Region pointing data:

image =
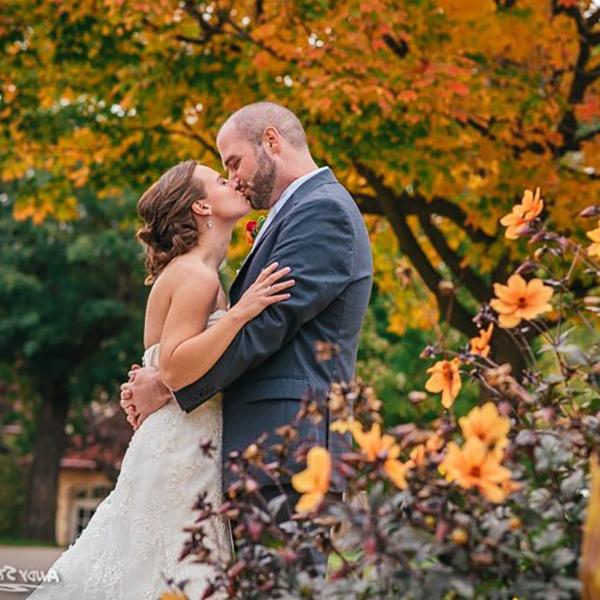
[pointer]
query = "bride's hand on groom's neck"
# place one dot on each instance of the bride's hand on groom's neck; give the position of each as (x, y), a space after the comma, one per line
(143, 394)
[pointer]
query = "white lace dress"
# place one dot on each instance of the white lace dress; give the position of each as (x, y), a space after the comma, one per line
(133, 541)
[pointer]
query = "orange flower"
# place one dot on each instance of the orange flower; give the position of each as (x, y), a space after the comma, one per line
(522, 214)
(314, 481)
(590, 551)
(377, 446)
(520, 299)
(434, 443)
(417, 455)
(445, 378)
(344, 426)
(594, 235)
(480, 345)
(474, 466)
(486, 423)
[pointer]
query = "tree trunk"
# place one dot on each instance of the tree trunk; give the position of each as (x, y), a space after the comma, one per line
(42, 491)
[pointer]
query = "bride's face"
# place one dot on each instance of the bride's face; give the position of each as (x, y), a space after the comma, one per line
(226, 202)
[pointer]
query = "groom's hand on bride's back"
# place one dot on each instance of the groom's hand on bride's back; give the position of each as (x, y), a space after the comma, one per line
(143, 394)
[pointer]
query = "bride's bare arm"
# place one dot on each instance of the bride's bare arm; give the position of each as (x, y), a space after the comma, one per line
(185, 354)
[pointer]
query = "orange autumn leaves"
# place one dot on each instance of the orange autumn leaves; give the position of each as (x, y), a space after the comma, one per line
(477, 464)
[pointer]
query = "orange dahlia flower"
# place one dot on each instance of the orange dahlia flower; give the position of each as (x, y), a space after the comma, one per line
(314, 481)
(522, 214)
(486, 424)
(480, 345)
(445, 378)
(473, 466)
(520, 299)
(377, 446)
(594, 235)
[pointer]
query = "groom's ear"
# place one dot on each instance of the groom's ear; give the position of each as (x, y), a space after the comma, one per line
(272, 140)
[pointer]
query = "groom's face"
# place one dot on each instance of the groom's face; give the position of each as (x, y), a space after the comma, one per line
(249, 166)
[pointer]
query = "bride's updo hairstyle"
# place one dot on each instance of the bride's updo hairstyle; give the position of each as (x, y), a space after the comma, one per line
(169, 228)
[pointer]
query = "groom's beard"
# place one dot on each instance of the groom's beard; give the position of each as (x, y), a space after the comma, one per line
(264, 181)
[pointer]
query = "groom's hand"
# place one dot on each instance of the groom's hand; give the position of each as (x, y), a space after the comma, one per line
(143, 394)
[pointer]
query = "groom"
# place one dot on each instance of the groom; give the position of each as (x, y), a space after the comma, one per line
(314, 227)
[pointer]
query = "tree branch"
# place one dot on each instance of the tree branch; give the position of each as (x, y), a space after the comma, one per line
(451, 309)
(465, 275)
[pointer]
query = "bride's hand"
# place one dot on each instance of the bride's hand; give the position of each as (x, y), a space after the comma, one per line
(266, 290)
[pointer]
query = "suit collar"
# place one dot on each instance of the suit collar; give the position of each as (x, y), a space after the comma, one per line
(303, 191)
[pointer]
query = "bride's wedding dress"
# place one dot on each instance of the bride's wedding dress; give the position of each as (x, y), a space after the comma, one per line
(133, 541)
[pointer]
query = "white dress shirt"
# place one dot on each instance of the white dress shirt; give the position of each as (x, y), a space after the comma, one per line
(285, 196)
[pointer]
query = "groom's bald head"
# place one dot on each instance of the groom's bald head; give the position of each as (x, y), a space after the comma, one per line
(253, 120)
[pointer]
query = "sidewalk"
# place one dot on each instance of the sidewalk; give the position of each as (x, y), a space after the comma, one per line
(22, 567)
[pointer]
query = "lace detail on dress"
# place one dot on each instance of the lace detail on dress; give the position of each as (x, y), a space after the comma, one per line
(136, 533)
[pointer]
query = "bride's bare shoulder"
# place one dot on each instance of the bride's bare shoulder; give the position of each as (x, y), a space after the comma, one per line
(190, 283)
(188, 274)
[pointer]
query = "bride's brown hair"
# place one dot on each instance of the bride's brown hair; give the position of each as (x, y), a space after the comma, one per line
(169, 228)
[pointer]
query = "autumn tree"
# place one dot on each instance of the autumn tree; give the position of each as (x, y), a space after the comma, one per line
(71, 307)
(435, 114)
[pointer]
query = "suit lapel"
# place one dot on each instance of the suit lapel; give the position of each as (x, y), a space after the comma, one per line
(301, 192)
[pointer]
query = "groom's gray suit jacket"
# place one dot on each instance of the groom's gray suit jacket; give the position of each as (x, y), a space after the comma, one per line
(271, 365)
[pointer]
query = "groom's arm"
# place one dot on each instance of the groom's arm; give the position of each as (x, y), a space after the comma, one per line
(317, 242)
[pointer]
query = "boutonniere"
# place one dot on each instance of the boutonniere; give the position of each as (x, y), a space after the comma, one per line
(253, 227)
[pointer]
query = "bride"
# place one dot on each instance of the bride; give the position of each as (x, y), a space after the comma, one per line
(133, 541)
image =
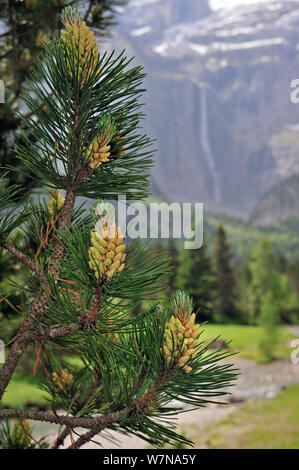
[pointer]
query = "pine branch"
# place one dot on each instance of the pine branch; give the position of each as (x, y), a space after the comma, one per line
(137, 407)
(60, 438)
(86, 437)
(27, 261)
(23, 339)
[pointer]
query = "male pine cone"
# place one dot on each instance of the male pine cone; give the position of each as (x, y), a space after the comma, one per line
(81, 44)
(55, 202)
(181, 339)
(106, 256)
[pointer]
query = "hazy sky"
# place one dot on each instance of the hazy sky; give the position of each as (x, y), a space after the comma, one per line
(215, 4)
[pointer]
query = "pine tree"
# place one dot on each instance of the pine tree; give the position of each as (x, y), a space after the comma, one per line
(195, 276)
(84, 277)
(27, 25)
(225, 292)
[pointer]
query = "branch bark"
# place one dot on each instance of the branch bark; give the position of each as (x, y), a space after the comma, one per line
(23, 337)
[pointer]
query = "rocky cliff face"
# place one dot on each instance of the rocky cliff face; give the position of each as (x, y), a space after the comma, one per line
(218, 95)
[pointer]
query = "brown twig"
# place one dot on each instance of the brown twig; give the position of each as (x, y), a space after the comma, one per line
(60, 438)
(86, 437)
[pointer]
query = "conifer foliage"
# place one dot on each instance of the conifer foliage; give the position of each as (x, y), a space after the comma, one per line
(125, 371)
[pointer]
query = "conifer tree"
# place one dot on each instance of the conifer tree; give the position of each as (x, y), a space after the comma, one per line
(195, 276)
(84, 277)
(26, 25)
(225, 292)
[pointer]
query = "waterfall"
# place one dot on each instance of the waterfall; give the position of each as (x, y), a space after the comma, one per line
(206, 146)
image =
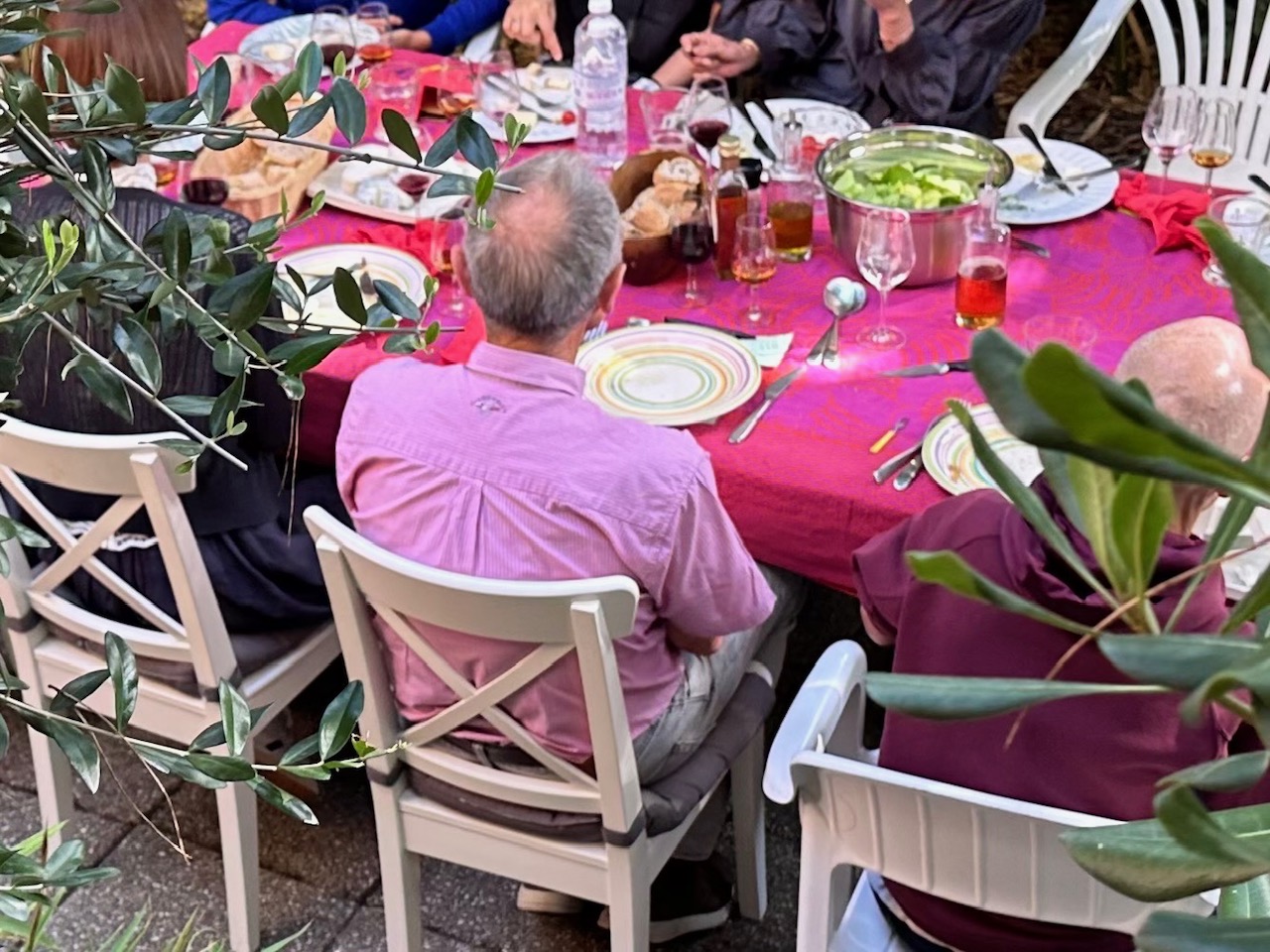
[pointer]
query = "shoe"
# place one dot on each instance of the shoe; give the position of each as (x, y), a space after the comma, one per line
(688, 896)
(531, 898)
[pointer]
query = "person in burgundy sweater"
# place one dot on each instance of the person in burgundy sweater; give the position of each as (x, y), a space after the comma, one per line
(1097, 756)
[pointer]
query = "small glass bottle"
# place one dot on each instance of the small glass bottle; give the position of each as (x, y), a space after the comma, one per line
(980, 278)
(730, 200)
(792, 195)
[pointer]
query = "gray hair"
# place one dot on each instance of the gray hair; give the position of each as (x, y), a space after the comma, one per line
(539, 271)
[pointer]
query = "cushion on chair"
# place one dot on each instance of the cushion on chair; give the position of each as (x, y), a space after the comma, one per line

■ **Description of the task**
Copy all of the records verbatim, omitting the pictures.

■ **Answer for this exercise**
image =
[pointer]
query = "bride's hand on groom's neck"
# place one dot on each instance of the bride's hand on groom's neck; give the position of each as (x, y), a space after the comma, one per line
(143, 394)
[pointer]
query = "white lace dress"
# place one dot on each instance of the white lace dress; give the position of each as (x, y), a space after the comma, one per line
(133, 541)
[pointer]
query = "orange flower"
# place one dot on each instance of the orange flower; give the position of each as (x, y), a space after the comma, one per line
(522, 214)
(314, 481)
(590, 551)
(377, 446)
(520, 299)
(434, 443)
(417, 455)
(445, 378)
(344, 426)
(594, 235)
(480, 345)
(474, 466)
(486, 423)
[pointer]
query = "tree trunk"
# place one dot on each instance of the tree trunk; give the position of each as (x, y), a space after the comma, one per line
(42, 491)
[pointer]
query = "bride's face"
# place one dot on each instance of the bride's face; give the position of each as (x, y), a space after the comma, one per line
(226, 202)
[pointer]
query = "groom's hand on bride's back"
# place one dot on each instance of the groom's hand on bride's back; give the position of each as (x, y), a space after the comma, one per line
(143, 394)
[pointer]
query = "bride's bare arm"
# place one dot on each instance of the bride's bare arm; give the position of each as (x, y), a space after the comma, one per line
(185, 354)
[pointer]
query = "orange autumn leaves"
# place one dot on each instance of the orange autumn leaves; give the position of each as (x, y), a space after the comma, one per line
(477, 464)
[pointer]
query = "orange dahlia flower"
# place one dot on each instance of the orange dahlia flower; give the position of each as (x, y), a space after the comma, one per line
(314, 481)
(522, 214)
(486, 424)
(480, 345)
(445, 378)
(473, 466)
(520, 299)
(377, 446)
(594, 235)
[pointer]
query = "groom's ear"
# place one dot on each instance of the groom's ear; give the position of each as (x, y), a space after the comma, one per line
(272, 140)
[pointer]
query = "groom's face"
# place one dot on each instance of the groom's face; give the position of each as (x, y), a space after the comma, one per line
(249, 166)
[pointer]
query = "bride's updo hairstyle"
# place one dot on each instance of the bride's updo hairstyle; give the position of each as (x, y), a space after the comma, one per line
(169, 228)
[pointer]
query = "groom's beard"
# place one dot on each instance of the groom's beard; give the position of each as (x, y), a space after the comma, one per line
(264, 181)
[pointer]
query = "groom's hand"
# place one dot on each instance of the groom's hand; give the position of each as (x, y), a space after the comma, one per line
(143, 394)
[pointer]
query = "groom"
# place one dot on each instance of the groom; give the position of each as (x, y), a space after the comma, one per line
(314, 227)
[pointer]
query = "tree branch"
# place one dot on each instance of the tree branch; give the position of each as (x, y), a space after the comma, one per line
(451, 309)
(465, 275)
[pointer]
query = "bride's hand"
# place one dot on each instance of the bride's hand; give the position of each as (x, y), a space after the comma, one per line
(266, 290)
[pointer]
query = "suit collar"
# place one dot on each instance of the suit collar; give the position of each as (x, y), a space after the comma, one per line
(303, 191)
[pointer]
query = "bride's wedding dress"
# place one dot on each instance of the bride's wedding dress; give the position of each as (x, y), a space after the comma, one per line
(133, 541)
[pointer]
query = "white dress shirt"
# place one dot on each instance of the white dress shirt; give the position of each as (x, y), a space after the comma, one per line
(285, 196)
[pointer]
query = "groom's bald head"
# place one dot on each instance of the groom's bald head; give the position of each as (x, y), a space after the comma, one per line
(253, 120)
[pointer]
query = "sidewalk"
# place one dot on each instance of the sidewalk; give the position of each as (x, y), a space after the comma, one per line
(22, 567)
[pointer]
query = "lace detail on dress"
# place one dot on each instance of the lace detail on dress; give the position of each as (x, y), a space after the comma, one per line
(136, 533)
[pointer]
query = "bride's bare shoulder"
# place one dot on each instance of the bride's bare shoulder; give the position of each as (x, y), a space after the comma, one per line
(190, 283)
(188, 274)
[pointer]
query = "bride's brown hair"
# place one dot on each instance of the bride's brown hair; give the position of each as (x, y), a space after the comma, one per line
(169, 228)
[pointer]
query = "autumn tree"
# place one dot on each instance of the autumn tree; give the position of each as (x, y), a space after the comma, one per line
(71, 307)
(435, 114)
[pointer]
query = "suit lapel"
# place one dot on each instance of the suit lapel; give the position of each as (x, y), a space after the comma, one per line
(301, 192)
[pointer]
query = "groom's gray suit jacket"
# place one dot on each instance of the groom's gray suit jacket; give the position of each as (x, y), a space after the comma, one per line
(271, 365)
[pointer]
query = "groom's arm"
# place one dot on each instance of the groom's arm; give the position of each as (x, y), a space after the comma, one per line
(317, 242)
[pointer]
query = "boutonniere"
# place one dot on each instance of the boutonniere; give the position of each as (x, y), a space after the comma, one per line
(253, 227)
[pointer]
query = "bride"
# place one dot on each instance of the bride; give the position of each as (x, y), a space after the comma, one per line
(133, 541)
image =
[pointer]
query = "pine branch"
# place one dot on each instance of the pine branch; give the position of each as (x, y), a space after the comma, one per line
(137, 407)
(60, 438)
(86, 437)
(27, 261)
(23, 339)
[pointer]
query = "male pine cone"
# place one dot on each instance of the male pine cone; give the position of each as (x, y), a space after the comma, one per line
(81, 44)
(55, 202)
(181, 339)
(106, 256)
[pointer]
query = "hazy sky"
# place one dot on each instance of the hazy sky; give the position of each as (x, y), a space after the comma, one per line
(215, 4)
[pointer]
query = "pine tree"
# place one dot on each instance of the pine tree; give the position of each as (x, y), a space after the comma, one per line
(195, 276)
(84, 277)
(27, 25)
(225, 292)
[pointer]
query = "branch bark"
# place one dot on each instance of the branch bark; give the position of each as (x, y), a space after the comma, one per line
(23, 337)
[pointer]
query = "rocky cliff face"
# place one dot on each instance of the rocky cliff face; give the position of each as (x, y), a space after the comma, one per line
(218, 95)
[pointer]
query = "brown twig"
# place one dot on each instance of the brown twig; give the position of each as (x, y), a space after the comma, one per line
(60, 438)
(86, 437)
[pointer]
query = "conifer foliage"
# place one dot on each instance of the conifer foliage; give the position of each as (x, y), a space after the comma, one per line
(125, 371)
[pointer]
query = "conifer tree"
# place one dot on each instance of the conifer tree; give the position of each as (x, y), a space after the comma, one per line
(195, 276)
(84, 277)
(26, 25)
(225, 292)
[pointer]
query = "waterfall"
# place one dot on each instance of the waterfall; give the position of each as (x, y), a space after the comma, one per line
(206, 146)
image =
[pointer]
query = "shoe"
# place one dot on each instance of the shoe; give the position of each as (x, y), a space after the comma, one per line
(688, 896)
(531, 898)
[pointer]
query = "person in burgundy sweater"
# place one dot on each instance of the person in burgundy sweater; give the position of each as (x, y), a space after the comma, one per line
(1097, 756)
[pointer]
query = "small glass bottle"
# place one dot on each instance of the small glass bottle; give the position of each as (x, y), a space after the comma, one per line
(980, 278)
(730, 200)
(792, 195)
[pointer]
query = "gray hair"
# place one dot on each instance of the gray hair; give the position of each as (x, y), a space after the comma, one per line
(539, 271)
[pointer]
query = "cushion on chair"
# place one dot on each instance of the cushion on chair; give the position of each as (x, y), a space after the comma, one per line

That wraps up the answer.